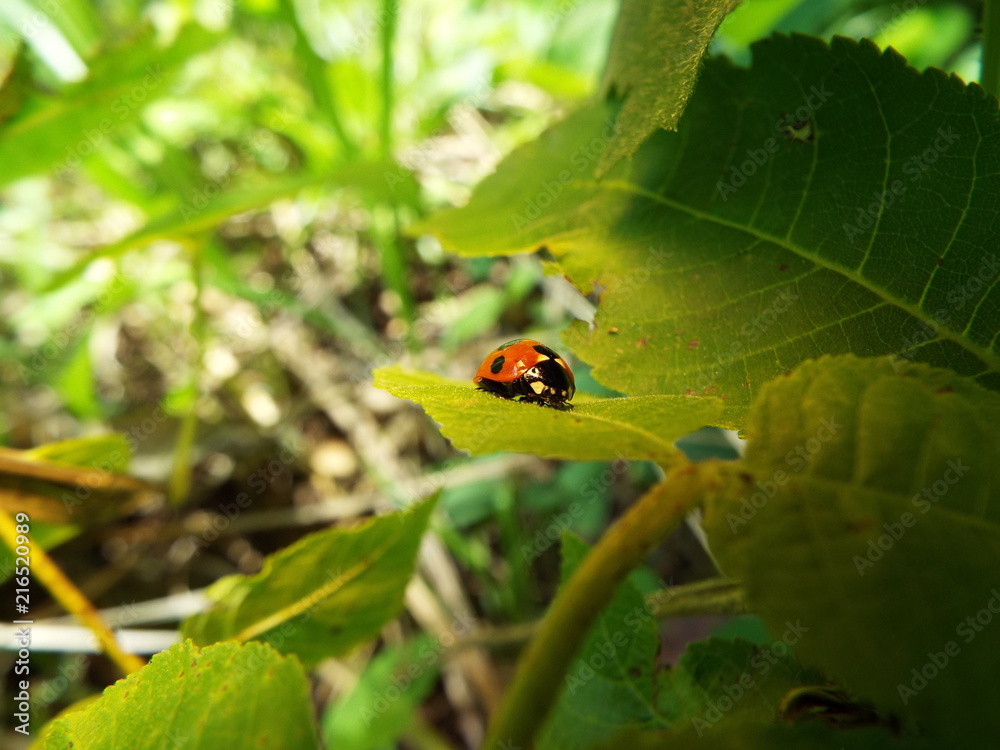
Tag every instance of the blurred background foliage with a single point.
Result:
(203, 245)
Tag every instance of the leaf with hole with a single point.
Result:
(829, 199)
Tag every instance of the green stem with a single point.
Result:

# # # # #

-- TASK PROMPT --
Format the lines of the listing as a numbered list, omitting blank lines, starting at the line containing "Tag every instance of the green" and ending at the last line of the listing, both included.

-- RESULT OF THE EXERCISE --
1. Tag every instance of the green stem with a single point.
2. Result:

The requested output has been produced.